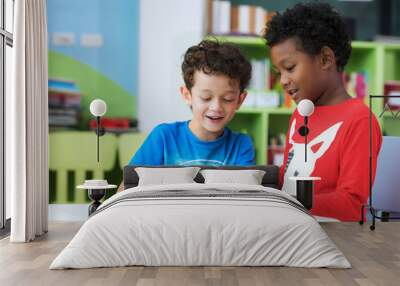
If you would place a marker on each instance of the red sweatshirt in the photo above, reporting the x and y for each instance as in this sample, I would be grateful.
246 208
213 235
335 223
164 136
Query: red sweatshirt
338 152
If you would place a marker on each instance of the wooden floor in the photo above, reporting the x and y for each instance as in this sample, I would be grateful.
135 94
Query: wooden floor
374 255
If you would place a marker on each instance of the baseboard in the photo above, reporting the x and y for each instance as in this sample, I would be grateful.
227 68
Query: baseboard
68 212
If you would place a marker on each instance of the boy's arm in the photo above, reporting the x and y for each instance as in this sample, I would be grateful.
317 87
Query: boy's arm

EXERCISE AIM:
Please edit the data above by replacing "red sweatshirt" with "red hoodie" everywhere it appears, keeping everything else unchanged. Leave the pictures out of your answer.

EXERCISE SOLUTION:
If you would place a marker on each instance of the red hoodie in the photo above, reporting the x and y for each instance as in this sample, I would be grateful.
246 208
213 235
335 223
164 136
Query: red hoodie
338 152
If you would place a marker on each instance of the wooden floor in the photo above, reporting the x and y for each instance as in this sample, I would be grateful.
135 94
Query: wooden floor
374 255
If you would place a marker on each instance of the baseboard in the photo above, reporting the x and y for each instance as in this sample, I would be grateful.
227 68
Query: baseboard
68 212
If you would place a marker on each instance of the boy's arm in the photo above, reporting the x and y for each instance as in this sample, I would be grateful.
317 87
Query: boy's arm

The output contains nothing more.